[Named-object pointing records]
## BEGIN

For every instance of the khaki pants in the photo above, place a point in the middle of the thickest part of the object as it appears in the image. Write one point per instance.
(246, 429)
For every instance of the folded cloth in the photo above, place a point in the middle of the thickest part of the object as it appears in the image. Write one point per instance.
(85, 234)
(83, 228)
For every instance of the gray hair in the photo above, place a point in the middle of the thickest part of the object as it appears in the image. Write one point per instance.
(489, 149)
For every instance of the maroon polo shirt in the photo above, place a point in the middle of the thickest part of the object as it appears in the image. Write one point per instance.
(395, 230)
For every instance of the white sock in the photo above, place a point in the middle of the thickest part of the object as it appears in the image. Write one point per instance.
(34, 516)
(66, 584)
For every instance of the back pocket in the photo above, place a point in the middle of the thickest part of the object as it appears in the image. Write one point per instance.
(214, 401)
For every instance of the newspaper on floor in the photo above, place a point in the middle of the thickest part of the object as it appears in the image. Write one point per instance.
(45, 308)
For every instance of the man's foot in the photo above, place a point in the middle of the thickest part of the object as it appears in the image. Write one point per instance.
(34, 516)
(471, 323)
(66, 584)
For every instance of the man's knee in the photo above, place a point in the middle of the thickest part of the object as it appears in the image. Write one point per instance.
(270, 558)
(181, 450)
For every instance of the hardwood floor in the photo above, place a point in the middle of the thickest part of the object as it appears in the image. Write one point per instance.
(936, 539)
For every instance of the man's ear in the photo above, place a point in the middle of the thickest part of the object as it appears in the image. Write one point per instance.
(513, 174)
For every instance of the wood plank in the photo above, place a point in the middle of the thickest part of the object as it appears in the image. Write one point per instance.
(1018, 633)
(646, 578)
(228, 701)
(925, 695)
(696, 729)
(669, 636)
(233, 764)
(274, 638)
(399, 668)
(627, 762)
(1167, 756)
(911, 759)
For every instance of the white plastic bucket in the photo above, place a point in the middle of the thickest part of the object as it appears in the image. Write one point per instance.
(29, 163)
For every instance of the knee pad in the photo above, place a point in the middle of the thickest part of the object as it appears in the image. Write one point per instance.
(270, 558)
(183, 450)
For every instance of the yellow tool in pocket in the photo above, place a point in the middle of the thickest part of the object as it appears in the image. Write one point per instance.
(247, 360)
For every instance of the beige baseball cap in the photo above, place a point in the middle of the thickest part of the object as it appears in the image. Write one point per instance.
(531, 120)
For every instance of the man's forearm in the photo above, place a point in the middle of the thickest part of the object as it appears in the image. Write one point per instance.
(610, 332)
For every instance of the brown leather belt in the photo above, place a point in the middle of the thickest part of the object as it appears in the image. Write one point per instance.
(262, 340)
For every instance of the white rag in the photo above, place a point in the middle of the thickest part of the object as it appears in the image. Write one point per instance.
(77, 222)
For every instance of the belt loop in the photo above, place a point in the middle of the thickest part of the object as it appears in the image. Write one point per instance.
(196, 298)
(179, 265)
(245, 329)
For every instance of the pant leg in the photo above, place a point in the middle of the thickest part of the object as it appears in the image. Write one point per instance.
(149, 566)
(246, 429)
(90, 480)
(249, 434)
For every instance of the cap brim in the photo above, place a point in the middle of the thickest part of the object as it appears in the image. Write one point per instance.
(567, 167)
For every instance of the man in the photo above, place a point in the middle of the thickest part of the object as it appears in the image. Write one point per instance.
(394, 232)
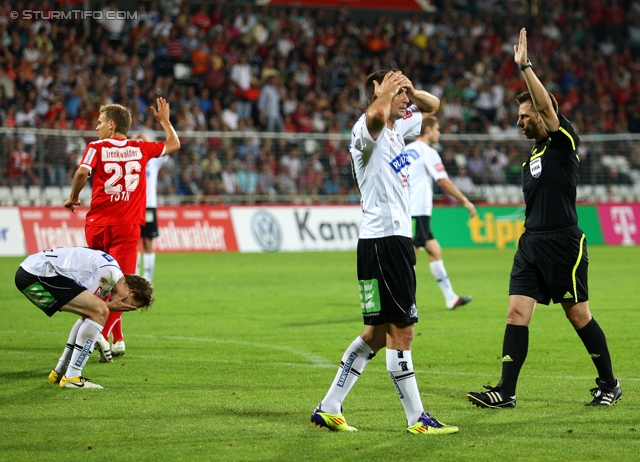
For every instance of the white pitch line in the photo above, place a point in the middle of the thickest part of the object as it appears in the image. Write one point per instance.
(315, 360)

## END

Exercise requirements: Pictures in the records must not appear in the copy; transcribe everything else precisely.

Complete response:
For every instance of the khaki pants in the photo above, place a point in the middle of the thickest part of the object as it appears in the image. Write one point per instance.
(246, 429)
For every instance of the folded cloth in the photo above, place a point in the middle of the thickest part of the object as it appears in the image. Write one point per instance.
(85, 234)
(83, 228)
For every instance of the gray hair in the photo above, place a point in the middle of the thickest part of the object as it appears in the image. Write one point per instance.
(489, 149)
For every instance of the maroon polo shirt in the photo above, place a point in the middle of the thickest part of the object as it appears in the image. Write one point per instance.
(395, 230)
For every instance of the white sock in the photo above, place a point in the middle of the thickest part of the object as it appears in the image. Write one point per instance.
(34, 516)
(66, 584)
For every instance of the back pocket in the photo above, place a point in the middle of the thickest part of the object as it appears in the image. Write one point per instance.
(214, 401)
For every instance of the newspaper on floor in the photo above, place a point in the middle of the thickest part of the object as it appears in the image. Write one point per instance.
(45, 308)
For every instance of the man's foot in the photo above, place a point in the middle of the thickest part of the object as it appears in the image. Write one point per instance.
(34, 516)
(471, 323)
(66, 584)
For every instance of the man's knee in the photo above, place a point in the middle of the thickest part of the object as it appears in the image. Write one point per instance.
(270, 558)
(181, 450)
For every instance of the hardwood floor in the photo above, place a point in the middle of the thickest part of the object as it appears in the image. Write one point per instance.
(936, 539)
For every instance of the man's ear in the photo above, place a point in the middle of the thickest part of the object as it appears in the image. Write one point per instance.
(513, 174)
For every instance of the wood plank in the photo above, place a point in the middle of the thickest part of the object as it appears in the image. Write one point per instance.
(1018, 633)
(646, 578)
(228, 701)
(925, 695)
(696, 729)
(669, 636)
(233, 764)
(274, 638)
(399, 668)
(627, 762)
(1167, 756)
(911, 759)
For every instance of the white plastic bucket in the photo above, place a point in the middle of the thickest part of the object as it appears in the image. Write one point per instance.
(29, 163)
For every instance of the knee pad in the photo above, place a point in the middle of the thickest part of the object as it appears in the image. Write one point per instance.
(270, 558)
(183, 450)
For every instance of the yellow tool in pocket in the photo above, place a point in the middle of the thickest part of the object as it appears in the image. Write one point per instance.
(247, 360)
For every instance of the beige baseball cap in the photo above, place a point in the middle of the thickest part of the object as it appears in the image. Write one point per instance.
(531, 120)
For every instance of the man's forearm in the photo above, place a point in the middle of the thickest part of the object as it appears in the image. Write one point per instance.
(610, 332)
For every instance of the brown leather belt in the photo above, place a point in the middle of the thickest part of the object as it appears in the image. Write one point per instance.
(262, 340)
For every instance of the white rag in the photo above, place a point in the middle of the thickest part of the object as it appears in the image. Write one point per instance.
(77, 222)
For every instance of the belt loop in the photo above, place a point in the middle of the thickest part of the object as it appears in the image. Write one point per instance.
(196, 298)
(179, 265)
(245, 329)
For every instance of the pant leg in the photo above, place a point in the middle of the thickest part of the object as it appears in the image. Write one point per instance.
(149, 566)
(246, 429)
(90, 480)
(249, 434)
For every instance of the cap brim in the photo above, place a point in the middle of the thickest part of the object as it appears in the image. Write one point per instance.
(567, 167)
For every instance of the man in the photo above, place a point in the middle of the thickest part of the object as it appears in the image. Write one point per instance.
(394, 232)
For every instance of the white pitch line in the photo above, place a point in the middle of the thickest part of the object as it appears in the image. Write one point per instance.
(315, 360)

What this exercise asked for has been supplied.